#### [Work request]
Copy out the lines that begin with the one containing "In each <instance>" and run through the one containing "108L49 93H26L7 101L0", reproducing each character as it appears.

#### [Stored data]
▼▼▼

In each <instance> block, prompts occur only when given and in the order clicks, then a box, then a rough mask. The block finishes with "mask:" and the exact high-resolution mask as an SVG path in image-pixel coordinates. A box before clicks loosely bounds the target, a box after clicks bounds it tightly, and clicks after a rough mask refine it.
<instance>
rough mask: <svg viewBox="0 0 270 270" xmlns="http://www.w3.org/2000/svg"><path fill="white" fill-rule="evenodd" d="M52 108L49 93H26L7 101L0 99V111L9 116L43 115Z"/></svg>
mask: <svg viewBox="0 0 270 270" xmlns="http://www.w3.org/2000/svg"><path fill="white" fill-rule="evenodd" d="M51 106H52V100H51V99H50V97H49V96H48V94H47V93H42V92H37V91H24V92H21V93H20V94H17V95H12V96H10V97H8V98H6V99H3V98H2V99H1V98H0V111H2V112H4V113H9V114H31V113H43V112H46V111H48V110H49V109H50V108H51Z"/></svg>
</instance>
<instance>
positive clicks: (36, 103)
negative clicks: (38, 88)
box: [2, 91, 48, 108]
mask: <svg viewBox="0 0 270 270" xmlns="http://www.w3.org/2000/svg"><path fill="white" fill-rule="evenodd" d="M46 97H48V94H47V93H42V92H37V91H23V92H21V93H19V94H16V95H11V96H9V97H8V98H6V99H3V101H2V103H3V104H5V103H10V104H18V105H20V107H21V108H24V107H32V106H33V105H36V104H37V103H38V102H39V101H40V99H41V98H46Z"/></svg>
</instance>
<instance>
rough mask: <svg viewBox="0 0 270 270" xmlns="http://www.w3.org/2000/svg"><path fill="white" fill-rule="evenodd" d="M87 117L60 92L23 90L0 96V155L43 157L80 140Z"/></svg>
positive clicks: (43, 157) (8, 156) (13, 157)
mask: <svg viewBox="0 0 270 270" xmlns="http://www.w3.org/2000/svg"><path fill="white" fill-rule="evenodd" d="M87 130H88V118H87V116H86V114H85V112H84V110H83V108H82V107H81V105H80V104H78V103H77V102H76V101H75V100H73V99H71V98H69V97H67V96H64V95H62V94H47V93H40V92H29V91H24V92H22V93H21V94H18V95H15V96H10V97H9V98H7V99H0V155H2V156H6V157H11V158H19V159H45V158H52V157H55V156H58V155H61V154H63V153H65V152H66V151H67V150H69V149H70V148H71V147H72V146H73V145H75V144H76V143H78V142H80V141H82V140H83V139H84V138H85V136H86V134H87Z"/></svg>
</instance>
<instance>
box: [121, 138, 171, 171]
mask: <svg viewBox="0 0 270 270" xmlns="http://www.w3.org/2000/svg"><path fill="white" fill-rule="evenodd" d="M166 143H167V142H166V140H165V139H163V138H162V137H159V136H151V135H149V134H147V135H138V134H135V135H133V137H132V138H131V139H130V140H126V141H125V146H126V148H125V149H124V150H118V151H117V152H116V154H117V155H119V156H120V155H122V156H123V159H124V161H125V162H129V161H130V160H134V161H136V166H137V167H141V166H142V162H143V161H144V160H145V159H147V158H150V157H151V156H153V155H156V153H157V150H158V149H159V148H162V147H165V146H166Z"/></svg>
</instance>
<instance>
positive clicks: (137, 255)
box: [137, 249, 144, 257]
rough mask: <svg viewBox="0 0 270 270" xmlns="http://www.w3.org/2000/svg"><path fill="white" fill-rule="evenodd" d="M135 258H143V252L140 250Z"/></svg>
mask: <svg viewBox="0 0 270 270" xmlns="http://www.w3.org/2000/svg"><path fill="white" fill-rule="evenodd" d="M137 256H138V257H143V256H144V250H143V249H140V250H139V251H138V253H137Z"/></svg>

▲▲▲
▼▼▼

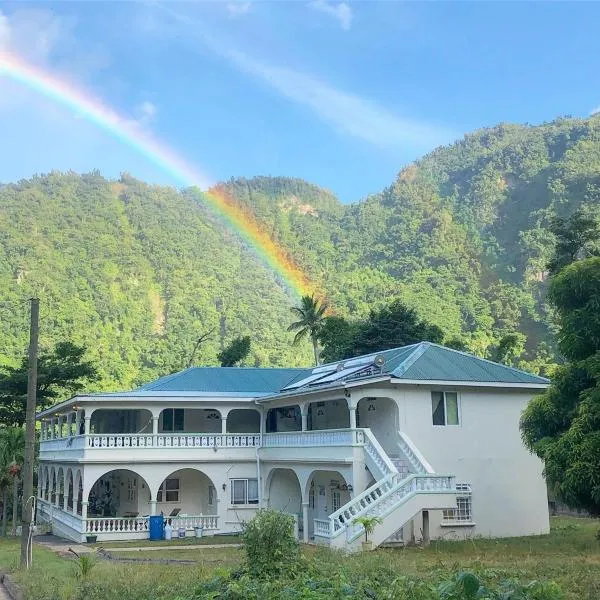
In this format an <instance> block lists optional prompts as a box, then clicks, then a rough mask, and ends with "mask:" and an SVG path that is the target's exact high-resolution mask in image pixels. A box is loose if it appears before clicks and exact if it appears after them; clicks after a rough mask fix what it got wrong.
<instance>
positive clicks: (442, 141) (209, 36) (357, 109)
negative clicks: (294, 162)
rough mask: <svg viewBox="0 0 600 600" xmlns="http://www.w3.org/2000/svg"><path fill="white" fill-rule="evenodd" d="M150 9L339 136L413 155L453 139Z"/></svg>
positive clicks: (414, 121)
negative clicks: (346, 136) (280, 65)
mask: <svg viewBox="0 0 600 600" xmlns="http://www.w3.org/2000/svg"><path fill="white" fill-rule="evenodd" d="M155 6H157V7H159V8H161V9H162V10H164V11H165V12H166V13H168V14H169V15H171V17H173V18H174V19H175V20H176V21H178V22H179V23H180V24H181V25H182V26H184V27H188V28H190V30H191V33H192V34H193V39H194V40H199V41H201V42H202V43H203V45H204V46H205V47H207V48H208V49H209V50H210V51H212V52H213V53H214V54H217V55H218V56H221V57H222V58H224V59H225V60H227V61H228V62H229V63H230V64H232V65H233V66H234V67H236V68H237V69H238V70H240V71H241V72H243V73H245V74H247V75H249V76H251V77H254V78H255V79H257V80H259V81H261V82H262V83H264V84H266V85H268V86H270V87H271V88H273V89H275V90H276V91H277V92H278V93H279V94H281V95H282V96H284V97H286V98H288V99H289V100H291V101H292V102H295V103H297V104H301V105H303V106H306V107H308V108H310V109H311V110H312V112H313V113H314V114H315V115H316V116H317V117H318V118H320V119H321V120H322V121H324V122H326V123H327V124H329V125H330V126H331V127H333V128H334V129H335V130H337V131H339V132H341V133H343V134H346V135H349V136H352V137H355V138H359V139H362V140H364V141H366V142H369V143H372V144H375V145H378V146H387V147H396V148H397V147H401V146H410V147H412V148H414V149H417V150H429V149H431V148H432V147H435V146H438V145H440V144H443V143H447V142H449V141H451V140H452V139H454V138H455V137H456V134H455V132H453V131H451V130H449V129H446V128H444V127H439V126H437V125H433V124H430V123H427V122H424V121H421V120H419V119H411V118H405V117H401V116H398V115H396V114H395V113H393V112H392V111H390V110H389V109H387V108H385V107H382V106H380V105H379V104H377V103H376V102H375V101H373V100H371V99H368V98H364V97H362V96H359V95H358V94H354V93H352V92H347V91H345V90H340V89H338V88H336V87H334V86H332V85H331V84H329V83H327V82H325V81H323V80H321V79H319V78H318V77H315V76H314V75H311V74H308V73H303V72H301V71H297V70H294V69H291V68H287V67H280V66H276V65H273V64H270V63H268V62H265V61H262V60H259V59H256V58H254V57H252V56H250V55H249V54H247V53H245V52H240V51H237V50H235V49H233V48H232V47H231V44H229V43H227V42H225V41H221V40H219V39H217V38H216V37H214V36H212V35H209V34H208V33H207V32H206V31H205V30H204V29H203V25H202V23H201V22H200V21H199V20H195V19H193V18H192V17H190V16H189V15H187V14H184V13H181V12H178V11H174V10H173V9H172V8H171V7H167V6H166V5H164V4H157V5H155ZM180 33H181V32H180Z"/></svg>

▲▲▲
▼▼▼

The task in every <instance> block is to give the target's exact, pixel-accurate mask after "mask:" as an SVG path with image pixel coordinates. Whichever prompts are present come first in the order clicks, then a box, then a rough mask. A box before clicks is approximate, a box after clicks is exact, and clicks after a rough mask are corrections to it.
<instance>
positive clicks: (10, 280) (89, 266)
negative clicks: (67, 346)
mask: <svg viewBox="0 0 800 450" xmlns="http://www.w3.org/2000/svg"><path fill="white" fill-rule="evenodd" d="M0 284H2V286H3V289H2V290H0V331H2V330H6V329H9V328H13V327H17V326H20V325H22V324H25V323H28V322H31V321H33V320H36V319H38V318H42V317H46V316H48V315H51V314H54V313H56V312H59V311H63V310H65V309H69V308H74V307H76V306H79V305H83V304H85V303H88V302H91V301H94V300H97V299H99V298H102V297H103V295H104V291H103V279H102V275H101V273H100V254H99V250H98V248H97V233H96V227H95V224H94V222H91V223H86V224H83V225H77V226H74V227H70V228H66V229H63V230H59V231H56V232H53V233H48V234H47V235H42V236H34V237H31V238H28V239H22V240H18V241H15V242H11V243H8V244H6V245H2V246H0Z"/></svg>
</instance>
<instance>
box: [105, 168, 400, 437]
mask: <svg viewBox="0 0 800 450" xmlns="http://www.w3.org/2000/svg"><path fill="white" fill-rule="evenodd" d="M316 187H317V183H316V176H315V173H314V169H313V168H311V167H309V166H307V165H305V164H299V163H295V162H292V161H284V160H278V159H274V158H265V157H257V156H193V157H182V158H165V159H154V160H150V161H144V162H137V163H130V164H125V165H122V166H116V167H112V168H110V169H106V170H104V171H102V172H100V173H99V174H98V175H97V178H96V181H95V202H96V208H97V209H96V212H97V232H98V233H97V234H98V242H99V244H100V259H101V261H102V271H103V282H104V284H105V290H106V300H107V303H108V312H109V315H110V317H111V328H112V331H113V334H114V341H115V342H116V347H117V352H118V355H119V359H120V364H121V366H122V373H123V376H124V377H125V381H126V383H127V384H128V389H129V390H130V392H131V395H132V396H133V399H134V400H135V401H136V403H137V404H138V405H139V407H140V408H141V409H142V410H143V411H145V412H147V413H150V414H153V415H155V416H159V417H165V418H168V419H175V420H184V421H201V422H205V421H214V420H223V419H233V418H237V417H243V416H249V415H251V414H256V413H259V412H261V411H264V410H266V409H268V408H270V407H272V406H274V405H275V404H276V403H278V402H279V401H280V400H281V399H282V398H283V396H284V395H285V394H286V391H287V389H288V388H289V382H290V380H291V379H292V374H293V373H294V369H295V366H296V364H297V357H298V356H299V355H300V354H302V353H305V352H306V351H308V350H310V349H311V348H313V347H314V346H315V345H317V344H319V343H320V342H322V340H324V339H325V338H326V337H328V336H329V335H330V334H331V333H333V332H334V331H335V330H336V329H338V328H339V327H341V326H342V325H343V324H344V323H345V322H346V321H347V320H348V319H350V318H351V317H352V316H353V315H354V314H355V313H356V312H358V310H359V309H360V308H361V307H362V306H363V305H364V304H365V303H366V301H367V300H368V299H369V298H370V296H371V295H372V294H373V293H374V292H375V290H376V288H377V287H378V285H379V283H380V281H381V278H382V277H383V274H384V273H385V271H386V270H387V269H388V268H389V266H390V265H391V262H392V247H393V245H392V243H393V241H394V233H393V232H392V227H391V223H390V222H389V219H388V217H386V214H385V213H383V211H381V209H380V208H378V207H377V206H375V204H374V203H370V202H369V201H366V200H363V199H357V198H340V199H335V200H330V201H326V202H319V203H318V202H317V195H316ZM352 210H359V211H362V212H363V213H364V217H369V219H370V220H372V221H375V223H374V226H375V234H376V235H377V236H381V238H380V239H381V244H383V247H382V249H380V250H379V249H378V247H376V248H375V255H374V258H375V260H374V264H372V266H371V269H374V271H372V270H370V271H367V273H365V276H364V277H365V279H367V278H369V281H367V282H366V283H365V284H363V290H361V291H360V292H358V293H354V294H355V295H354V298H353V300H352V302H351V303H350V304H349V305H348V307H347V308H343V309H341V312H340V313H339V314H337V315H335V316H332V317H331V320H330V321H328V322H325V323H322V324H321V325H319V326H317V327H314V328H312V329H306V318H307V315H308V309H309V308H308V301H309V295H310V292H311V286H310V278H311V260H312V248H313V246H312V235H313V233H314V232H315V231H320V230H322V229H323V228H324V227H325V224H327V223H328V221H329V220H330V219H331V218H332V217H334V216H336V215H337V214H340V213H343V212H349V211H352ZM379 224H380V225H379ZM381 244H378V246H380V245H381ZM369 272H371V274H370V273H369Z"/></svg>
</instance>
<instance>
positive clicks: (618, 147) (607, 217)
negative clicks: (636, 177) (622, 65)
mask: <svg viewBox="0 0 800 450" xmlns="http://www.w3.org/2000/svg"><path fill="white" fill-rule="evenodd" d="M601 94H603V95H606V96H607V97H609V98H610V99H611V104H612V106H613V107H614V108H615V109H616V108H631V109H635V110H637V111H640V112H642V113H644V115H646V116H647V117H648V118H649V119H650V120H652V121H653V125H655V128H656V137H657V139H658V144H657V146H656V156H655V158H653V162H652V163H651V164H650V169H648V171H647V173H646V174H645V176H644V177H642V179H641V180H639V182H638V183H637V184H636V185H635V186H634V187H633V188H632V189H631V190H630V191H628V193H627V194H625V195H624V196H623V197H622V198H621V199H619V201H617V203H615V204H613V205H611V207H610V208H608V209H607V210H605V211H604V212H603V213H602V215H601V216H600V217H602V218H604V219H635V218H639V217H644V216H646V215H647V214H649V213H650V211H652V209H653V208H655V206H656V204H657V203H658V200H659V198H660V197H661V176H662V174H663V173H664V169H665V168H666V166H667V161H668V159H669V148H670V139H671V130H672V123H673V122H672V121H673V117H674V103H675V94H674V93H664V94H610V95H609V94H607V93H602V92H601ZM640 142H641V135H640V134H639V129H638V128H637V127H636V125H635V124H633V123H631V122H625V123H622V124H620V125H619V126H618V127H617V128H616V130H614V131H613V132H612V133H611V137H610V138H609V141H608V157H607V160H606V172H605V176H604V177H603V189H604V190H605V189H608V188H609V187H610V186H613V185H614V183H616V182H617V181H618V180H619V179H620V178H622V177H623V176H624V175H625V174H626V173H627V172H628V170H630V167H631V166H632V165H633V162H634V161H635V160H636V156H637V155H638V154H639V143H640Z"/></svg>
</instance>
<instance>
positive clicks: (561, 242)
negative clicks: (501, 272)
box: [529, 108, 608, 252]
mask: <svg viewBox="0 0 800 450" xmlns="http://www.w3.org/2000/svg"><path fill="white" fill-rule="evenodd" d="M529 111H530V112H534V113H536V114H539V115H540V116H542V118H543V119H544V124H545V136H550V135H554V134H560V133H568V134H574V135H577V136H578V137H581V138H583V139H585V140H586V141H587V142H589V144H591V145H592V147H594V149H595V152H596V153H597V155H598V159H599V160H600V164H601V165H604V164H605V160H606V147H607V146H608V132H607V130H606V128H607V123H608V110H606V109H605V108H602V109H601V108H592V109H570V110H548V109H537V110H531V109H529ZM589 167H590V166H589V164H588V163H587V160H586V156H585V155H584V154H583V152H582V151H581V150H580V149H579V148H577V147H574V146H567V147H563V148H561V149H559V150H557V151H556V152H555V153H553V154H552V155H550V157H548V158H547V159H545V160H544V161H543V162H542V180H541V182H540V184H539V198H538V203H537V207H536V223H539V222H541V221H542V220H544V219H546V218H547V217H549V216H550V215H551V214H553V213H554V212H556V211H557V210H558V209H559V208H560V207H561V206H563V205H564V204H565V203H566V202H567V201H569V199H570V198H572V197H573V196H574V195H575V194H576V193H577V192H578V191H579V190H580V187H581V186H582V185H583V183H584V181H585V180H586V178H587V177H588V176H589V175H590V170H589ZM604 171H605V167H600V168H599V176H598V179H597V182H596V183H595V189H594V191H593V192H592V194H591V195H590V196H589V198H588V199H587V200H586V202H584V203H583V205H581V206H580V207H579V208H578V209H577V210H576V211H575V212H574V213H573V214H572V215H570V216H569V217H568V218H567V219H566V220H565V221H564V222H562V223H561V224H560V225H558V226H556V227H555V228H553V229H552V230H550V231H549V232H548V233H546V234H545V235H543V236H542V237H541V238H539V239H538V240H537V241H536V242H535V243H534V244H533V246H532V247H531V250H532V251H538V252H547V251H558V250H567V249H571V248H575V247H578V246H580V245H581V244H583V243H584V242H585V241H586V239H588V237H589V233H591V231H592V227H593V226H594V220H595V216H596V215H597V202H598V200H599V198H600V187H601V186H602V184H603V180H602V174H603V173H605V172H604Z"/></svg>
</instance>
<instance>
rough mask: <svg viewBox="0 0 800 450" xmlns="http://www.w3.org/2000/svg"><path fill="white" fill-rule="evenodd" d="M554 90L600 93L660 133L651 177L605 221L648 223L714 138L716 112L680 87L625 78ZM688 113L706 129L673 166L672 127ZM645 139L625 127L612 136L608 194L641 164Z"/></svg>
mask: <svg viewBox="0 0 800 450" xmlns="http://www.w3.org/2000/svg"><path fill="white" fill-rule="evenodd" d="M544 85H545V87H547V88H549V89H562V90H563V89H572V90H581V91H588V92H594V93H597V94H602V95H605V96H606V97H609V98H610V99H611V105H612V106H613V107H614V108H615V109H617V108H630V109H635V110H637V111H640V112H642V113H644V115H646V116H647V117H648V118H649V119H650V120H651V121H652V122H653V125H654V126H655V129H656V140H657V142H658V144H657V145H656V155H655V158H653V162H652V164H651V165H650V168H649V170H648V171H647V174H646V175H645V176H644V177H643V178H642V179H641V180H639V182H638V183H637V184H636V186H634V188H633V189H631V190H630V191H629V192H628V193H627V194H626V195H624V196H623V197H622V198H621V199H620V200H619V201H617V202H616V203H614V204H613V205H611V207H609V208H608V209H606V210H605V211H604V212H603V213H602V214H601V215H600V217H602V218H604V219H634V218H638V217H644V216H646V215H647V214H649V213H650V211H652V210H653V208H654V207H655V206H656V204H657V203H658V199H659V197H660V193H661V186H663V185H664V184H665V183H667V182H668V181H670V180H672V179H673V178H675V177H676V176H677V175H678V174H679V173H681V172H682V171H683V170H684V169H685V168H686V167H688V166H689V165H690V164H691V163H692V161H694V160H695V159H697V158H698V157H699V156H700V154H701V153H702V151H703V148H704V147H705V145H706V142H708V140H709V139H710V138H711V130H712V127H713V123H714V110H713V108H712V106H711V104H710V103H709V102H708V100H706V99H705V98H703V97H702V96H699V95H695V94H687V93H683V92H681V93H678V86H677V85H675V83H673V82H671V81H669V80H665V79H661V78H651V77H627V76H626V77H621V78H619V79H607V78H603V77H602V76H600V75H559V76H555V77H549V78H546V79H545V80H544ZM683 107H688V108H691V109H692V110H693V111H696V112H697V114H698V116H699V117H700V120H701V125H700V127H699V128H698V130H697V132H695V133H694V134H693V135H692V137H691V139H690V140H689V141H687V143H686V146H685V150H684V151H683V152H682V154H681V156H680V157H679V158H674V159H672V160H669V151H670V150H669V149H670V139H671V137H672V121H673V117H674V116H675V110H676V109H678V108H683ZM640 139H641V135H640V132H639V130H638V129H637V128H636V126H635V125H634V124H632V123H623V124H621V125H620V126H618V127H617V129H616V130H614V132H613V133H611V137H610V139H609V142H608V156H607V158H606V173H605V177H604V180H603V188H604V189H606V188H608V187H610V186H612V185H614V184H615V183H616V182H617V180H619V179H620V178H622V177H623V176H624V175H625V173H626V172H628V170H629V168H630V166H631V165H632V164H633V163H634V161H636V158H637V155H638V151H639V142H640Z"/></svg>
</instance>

▲▲▲

#### [Output of the task]
In each <instance> block, prompts occur only when given and in the order clicks, then a box, then a rough mask. The block finishes with "mask:" and the exact high-resolution mask as an SVG path in image-pixel coordinates. A box before clicks loosely bounds the target, a box after clicks bounds it tightly, and clicks after a rough mask refine it.
<instance>
rough mask: <svg viewBox="0 0 270 270" xmlns="http://www.w3.org/2000/svg"><path fill="white" fill-rule="evenodd" d="M52 108L49 93H26L7 101L0 99V111L9 116L43 115Z"/></svg>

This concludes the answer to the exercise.